## BEGIN

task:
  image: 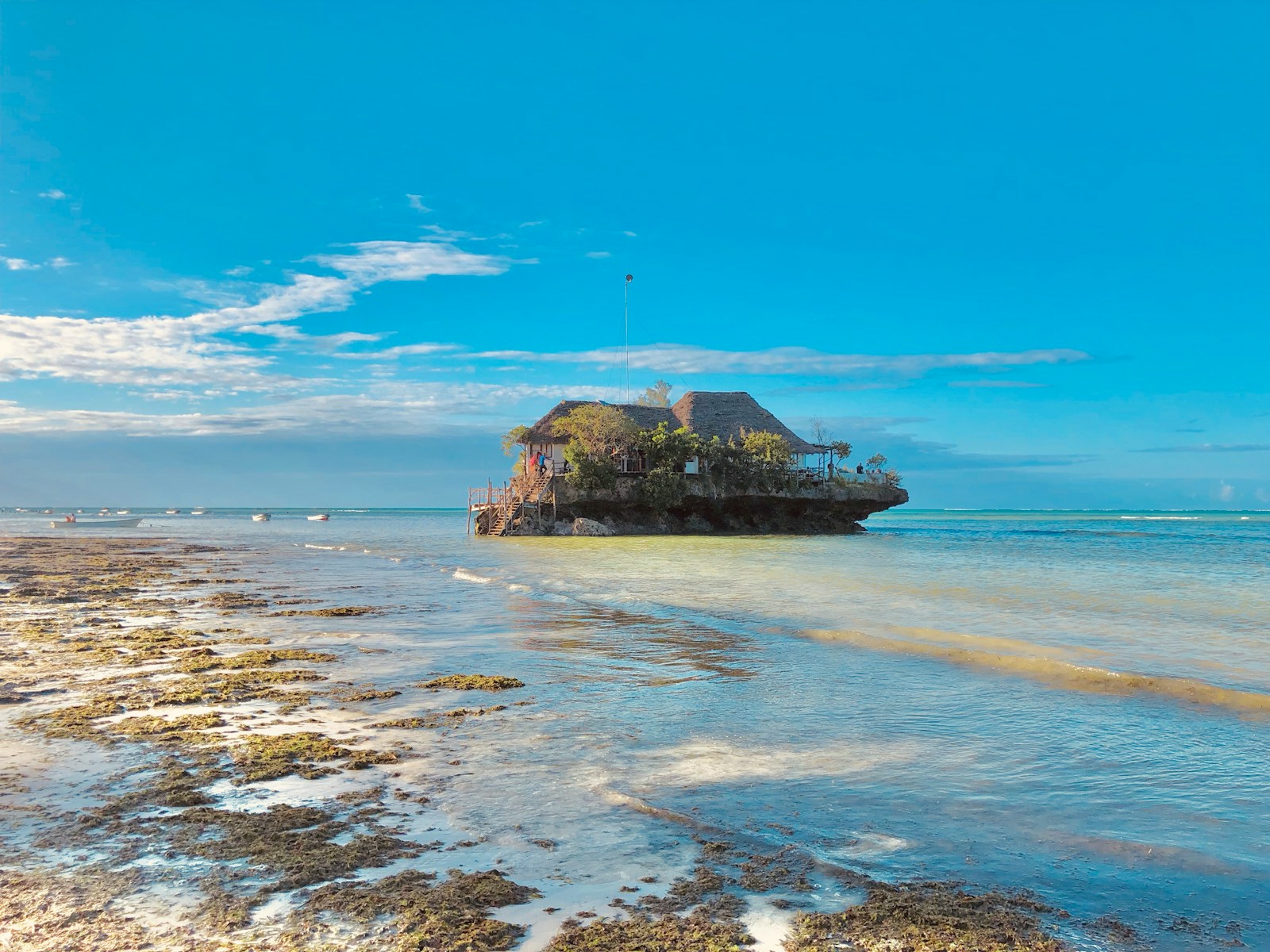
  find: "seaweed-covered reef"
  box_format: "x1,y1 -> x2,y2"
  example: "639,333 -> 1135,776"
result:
0,539 -> 1097,952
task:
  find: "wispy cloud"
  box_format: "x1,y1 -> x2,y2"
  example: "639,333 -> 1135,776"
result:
0,241 -> 510,391
949,379 -> 1049,390
476,344 -> 1092,378
1129,443 -> 1270,453
0,381 -> 618,436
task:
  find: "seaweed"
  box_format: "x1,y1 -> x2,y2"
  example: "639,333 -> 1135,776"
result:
785,882 -> 1068,952
546,914 -> 754,952
233,731 -> 353,785
418,674 -> 525,690
269,612 -> 387,618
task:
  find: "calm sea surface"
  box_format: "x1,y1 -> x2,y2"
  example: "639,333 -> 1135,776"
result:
0,509 -> 1270,950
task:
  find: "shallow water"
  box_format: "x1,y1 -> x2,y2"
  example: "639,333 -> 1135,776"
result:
0,510 -> 1270,950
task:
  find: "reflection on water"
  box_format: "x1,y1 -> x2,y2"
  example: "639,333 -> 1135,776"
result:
0,512 -> 1270,950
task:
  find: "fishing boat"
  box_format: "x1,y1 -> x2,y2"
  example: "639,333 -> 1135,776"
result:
48,516 -> 141,529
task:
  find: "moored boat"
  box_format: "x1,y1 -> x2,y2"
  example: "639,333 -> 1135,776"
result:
48,516 -> 141,529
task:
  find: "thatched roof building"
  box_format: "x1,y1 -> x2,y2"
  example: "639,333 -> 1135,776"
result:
525,390 -> 823,455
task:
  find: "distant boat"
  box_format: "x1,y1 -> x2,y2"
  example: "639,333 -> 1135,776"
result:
48,516 -> 141,529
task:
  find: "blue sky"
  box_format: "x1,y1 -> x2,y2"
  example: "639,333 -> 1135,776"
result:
0,0 -> 1270,508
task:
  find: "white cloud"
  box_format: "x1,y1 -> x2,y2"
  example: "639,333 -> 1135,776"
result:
475,344 -> 1092,378
0,241 -> 510,391
0,381 -> 618,436
335,344 -> 460,360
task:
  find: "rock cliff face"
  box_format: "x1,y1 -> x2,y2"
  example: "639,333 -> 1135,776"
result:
519,476 -> 908,536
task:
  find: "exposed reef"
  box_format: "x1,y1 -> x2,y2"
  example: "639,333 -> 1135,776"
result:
530,478 -> 908,536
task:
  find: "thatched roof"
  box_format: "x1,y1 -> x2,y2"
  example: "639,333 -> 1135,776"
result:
525,400 -> 683,443
671,390 -> 821,453
525,390 -> 821,453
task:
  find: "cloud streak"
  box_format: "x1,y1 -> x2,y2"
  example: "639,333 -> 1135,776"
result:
0,381 -> 618,436
475,344 -> 1092,378
0,241 -> 512,391
1130,443 -> 1270,453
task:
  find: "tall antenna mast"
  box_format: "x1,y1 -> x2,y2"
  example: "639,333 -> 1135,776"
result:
622,274 -> 635,404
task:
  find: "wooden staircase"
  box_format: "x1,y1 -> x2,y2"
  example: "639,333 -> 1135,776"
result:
489,470 -> 552,536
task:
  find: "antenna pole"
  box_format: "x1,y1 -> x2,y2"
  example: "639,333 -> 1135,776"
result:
622,274 -> 633,404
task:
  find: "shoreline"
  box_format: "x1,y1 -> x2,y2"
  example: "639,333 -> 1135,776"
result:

## END

Do this:
Reproduce all of the entries above verbatim, leaving the pictures out of your reply.

Written solution:
task:
  image: 
  find: "seaweed-covered reef"
  box_format: "x1,y1 -> x2,y2"
  example: "639,333 -> 1135,776"
result:
0,539 -> 1097,952
task:
  find: "wispy cloud"
  box_format: "x1,y1 -> x2,y2"
  example: "639,333 -> 1135,776"
result:
0,241 -> 510,391
949,379 -> 1049,390
476,344 -> 1092,378
1129,443 -> 1270,453
0,381 -> 618,436
task:
  find: "seaweed"
  box_format: "x1,y1 -> x2,y2"
  example: "639,333 -> 1135,776"
result:
785,882 -> 1068,952
546,914 -> 754,952
233,731 -> 353,785
418,674 -> 525,690
269,612 -> 387,618
task:
  find: "calm sea surface"
  box_format: "x1,y1 -> x2,y2"
  example: "639,333 -> 1135,776"
result:
0,509 -> 1270,950
task:
  find: "shallow water"
  box_format: "x1,y1 -> x2,y2"
  example: "639,333 -> 1135,776"
result:
0,510 -> 1270,950
task:
  find: "reflection on water"
  box_format: "x1,y1 -> x2,y2"
  example: "639,333 -> 1135,776"
result:
0,512 -> 1270,950
task:
  find: "fishing boat"
  box_format: "x1,y1 -> x2,y2"
  example: "639,333 -> 1135,776"
result:
48,516 -> 141,529
task:
  find: "moored boat"
  box_format: "x1,y1 -> x2,y2"
  example: "639,333 -> 1135,776"
result:
48,516 -> 141,529
task:
  find: "thatched roof building"
  box_format: "x1,y1 -> x2,y2"
  example: "639,333 -> 1135,776"
result:
525,390 -> 823,455
task:
  find: "distant boat"
  box_format: "x1,y1 -> x2,y2"
  example: "639,333 -> 1135,776"
result:
48,516 -> 141,529
task:
  find: "blue sky"
  box_format: "x1,y1 -> x2,y2"
  example: "639,333 -> 1135,776"
result:
0,0 -> 1270,508
task:
  find: "white cloud"
  box_format: "x1,y1 -> x2,y2"
  example: "639,333 -> 1135,776"
result:
475,344 -> 1092,378
0,241 -> 510,391
0,381 -> 618,436
335,344 -> 460,360
task:
  find: "rock cliff face"
  box_format: "x1,y1 -> x2,y2"
  example: "639,333 -> 1135,776"
result:
519,476 -> 908,536
task:
  find: "exposed reef"
  box_format: "x1,y1 -> x2,y2"
  example: "639,333 -> 1135,776"
result:
530,478 -> 908,536
task:
  find: "thatched roof"
  box_format: "x1,y1 -> x2,y2"
  example: "639,333 -> 1135,776"
result:
525,400 -> 683,443
671,390 -> 821,453
525,390 -> 821,453
task:
  find: "cloud streak"
  box_format: "x1,y1 -> x2,y2"
  example: "639,333 -> 1135,776"
result:
0,381 -> 618,436
475,344 -> 1092,378
0,241 -> 512,391
1130,443 -> 1270,453
task:
  find: "tall antenna mast"
  box_format: "x1,y1 -> x2,y2"
  example: "639,333 -> 1135,776"
result:
622,274 -> 635,404
task:
  find: "wooden staircase"
  box_format: "x1,y1 -> x2,y2"
  example: "639,333 -> 1135,776"
result:
489,470 -> 552,536
task:
  find: "antenna pole"
  box_format: "x1,y1 -> x2,y2"
  example: "639,333 -> 1135,776"
result:
622,274 -> 633,404
task:
  find: "shoreline"
  box_format: "x1,y1 -> x2,y2"
  example: "639,333 -> 1135,776"
result:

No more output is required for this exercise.